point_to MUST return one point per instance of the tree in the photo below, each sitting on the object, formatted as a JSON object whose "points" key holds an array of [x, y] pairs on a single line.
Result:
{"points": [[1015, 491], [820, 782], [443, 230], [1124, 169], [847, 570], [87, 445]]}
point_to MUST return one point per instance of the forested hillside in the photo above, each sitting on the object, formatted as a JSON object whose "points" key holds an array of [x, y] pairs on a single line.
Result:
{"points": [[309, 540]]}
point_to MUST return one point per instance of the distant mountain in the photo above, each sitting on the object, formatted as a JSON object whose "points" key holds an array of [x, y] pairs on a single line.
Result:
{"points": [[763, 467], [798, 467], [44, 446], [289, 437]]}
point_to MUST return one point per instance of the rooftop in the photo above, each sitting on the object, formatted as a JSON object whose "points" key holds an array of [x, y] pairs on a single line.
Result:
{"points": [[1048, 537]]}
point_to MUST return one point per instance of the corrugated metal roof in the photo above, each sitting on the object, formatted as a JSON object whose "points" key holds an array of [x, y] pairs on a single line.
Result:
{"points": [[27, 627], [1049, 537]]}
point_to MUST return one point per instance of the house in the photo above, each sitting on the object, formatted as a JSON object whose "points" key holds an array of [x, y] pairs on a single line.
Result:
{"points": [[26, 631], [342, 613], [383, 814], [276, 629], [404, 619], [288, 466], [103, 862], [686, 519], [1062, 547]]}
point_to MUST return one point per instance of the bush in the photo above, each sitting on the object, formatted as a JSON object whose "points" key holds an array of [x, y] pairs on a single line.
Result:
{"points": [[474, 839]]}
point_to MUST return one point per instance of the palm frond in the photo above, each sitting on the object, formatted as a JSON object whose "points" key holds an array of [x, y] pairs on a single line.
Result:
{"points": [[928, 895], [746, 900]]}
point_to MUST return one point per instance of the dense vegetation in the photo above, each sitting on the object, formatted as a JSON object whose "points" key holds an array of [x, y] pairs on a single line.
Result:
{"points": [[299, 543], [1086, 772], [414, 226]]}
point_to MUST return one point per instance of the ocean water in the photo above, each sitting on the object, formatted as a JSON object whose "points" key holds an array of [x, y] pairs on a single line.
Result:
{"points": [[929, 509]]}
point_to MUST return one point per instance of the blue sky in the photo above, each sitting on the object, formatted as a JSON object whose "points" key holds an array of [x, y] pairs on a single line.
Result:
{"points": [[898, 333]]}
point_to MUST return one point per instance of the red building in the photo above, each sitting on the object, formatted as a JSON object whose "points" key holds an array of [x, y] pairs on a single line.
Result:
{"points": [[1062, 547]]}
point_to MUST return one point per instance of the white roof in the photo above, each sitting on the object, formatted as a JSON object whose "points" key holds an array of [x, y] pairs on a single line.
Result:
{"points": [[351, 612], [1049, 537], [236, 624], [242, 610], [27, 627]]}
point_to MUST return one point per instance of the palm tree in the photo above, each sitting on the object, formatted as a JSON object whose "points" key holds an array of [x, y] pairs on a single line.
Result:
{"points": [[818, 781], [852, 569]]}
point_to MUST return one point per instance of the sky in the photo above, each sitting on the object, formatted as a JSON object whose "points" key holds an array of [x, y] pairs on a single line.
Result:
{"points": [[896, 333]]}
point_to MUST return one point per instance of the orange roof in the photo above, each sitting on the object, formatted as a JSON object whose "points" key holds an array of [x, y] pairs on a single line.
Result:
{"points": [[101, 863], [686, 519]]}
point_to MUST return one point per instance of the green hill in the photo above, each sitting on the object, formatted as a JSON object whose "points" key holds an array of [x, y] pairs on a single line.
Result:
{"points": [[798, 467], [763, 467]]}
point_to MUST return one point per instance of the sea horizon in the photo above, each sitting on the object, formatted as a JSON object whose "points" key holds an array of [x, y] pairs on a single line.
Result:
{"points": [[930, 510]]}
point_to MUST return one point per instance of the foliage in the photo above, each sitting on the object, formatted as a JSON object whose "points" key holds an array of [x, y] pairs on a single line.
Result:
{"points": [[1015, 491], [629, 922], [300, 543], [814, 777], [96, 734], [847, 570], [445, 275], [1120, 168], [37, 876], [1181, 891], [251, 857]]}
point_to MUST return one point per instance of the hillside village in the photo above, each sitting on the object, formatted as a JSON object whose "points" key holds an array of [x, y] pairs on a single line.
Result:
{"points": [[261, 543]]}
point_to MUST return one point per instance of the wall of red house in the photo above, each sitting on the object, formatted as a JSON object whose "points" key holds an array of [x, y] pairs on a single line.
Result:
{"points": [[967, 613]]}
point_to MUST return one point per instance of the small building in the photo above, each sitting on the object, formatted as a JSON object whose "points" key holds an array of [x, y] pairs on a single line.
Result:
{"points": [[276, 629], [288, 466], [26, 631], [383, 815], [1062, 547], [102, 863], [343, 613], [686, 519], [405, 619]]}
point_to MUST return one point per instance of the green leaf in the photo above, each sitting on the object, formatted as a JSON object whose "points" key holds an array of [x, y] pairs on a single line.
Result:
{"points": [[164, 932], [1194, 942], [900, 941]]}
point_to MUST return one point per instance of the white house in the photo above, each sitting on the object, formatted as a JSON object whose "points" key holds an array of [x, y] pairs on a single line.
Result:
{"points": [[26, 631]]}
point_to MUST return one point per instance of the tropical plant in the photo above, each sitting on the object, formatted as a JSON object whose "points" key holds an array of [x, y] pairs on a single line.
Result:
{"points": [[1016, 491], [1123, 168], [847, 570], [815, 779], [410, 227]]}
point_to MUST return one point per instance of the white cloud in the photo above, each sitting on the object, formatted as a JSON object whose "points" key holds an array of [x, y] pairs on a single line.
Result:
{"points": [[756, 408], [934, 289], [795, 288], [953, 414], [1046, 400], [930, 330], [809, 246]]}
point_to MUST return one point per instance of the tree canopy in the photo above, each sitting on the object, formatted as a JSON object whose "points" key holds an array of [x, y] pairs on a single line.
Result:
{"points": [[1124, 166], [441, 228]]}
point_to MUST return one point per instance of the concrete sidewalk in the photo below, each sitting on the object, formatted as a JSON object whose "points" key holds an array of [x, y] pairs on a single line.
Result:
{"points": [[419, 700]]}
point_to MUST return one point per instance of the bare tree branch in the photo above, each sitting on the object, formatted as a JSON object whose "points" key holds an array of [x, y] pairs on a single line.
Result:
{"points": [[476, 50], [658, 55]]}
•••••
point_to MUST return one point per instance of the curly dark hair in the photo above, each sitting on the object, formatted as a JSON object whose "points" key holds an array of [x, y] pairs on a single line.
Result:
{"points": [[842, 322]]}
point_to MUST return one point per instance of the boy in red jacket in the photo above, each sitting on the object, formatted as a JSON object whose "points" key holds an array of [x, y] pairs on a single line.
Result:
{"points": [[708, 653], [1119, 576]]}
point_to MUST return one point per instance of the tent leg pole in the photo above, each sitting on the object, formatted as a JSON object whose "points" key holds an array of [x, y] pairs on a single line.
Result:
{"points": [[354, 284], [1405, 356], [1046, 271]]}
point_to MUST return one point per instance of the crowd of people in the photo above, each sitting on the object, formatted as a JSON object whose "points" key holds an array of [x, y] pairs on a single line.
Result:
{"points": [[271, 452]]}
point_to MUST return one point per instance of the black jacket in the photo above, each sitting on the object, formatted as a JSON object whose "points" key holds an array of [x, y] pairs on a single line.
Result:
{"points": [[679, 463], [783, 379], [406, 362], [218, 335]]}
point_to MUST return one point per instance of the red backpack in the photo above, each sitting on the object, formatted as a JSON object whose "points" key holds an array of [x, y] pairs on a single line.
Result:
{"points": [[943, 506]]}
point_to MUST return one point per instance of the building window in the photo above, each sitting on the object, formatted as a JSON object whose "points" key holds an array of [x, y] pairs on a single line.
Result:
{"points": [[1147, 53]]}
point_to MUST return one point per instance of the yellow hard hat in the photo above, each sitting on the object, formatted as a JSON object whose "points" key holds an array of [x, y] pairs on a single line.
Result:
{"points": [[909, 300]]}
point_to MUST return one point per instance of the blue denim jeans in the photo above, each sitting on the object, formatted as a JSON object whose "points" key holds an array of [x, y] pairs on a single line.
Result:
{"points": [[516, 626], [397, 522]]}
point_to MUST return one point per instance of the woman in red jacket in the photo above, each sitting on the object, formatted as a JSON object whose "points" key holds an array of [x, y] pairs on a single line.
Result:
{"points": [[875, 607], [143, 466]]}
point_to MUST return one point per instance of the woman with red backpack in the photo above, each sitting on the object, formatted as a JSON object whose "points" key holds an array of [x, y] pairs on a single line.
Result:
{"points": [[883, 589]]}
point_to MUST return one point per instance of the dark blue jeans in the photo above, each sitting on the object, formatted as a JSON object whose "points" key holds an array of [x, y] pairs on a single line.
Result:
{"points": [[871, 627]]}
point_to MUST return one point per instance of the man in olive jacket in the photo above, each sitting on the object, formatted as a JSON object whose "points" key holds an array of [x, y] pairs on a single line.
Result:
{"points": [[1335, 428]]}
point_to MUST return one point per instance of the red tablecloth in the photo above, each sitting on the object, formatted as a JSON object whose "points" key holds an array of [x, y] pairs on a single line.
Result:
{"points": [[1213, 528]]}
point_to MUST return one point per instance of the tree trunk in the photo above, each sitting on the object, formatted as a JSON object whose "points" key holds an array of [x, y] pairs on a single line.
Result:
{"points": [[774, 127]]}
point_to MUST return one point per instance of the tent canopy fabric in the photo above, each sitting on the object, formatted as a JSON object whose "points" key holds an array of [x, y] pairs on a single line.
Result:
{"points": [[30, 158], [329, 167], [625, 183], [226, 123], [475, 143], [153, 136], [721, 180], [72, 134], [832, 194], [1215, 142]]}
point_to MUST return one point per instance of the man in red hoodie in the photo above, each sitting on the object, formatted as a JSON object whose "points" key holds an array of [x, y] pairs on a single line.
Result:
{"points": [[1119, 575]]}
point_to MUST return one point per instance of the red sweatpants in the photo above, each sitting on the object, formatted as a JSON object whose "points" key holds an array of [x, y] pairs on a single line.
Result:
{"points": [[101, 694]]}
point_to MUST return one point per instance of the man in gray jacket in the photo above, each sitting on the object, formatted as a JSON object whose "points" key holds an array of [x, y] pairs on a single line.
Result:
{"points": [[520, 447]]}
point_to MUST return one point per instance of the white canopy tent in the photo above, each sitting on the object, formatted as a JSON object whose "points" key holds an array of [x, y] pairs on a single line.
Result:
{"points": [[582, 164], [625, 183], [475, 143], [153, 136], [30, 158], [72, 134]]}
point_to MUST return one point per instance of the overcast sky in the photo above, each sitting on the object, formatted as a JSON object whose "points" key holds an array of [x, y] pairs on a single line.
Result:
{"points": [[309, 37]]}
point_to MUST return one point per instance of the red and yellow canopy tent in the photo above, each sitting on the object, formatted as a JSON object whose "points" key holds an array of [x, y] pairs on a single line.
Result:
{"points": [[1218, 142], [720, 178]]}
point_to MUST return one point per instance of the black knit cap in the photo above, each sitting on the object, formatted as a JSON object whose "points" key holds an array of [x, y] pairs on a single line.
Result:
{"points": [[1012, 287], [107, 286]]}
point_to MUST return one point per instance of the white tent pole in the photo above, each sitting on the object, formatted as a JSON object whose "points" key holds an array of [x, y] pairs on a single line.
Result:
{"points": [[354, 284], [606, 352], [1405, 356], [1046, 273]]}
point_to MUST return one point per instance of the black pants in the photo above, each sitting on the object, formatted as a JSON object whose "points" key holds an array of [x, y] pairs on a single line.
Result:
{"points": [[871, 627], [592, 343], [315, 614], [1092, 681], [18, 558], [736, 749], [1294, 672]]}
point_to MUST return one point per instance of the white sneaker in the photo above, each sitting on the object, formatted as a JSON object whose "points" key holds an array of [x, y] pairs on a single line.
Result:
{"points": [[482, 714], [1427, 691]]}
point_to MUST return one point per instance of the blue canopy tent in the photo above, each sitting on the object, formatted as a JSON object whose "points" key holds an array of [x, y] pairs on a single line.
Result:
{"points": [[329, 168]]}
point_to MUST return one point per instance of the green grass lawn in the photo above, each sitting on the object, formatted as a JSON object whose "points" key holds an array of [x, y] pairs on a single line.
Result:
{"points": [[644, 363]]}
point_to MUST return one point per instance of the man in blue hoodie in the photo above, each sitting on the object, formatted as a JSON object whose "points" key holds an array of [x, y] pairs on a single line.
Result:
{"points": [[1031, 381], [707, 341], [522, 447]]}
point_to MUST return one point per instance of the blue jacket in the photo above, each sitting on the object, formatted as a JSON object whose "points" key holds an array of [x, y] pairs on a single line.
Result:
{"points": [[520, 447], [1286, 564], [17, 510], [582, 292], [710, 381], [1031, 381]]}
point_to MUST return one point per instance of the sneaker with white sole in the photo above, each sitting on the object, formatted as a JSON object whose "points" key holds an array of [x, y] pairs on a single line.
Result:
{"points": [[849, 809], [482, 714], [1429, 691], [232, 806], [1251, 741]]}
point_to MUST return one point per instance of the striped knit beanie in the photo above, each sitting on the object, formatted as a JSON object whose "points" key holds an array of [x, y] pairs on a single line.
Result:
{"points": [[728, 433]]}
•••••
Required work: Pull out every line in the rows above that contains the word "hoodie", and copy each one unchanged.

Answer in full:
point_to MUST return one point per instance of the man in red hoodie in the photo above, each sitting on the object, formatted as a JSON object whose "points" key holds an array of [x, y] pairs on a single line.
point_to MUST return one point per instance of the man in blue hoodie in the photo above, each sitting on the object, formatted as a JSON object whose "points" key holds an array of [x, y] pairs on a single line.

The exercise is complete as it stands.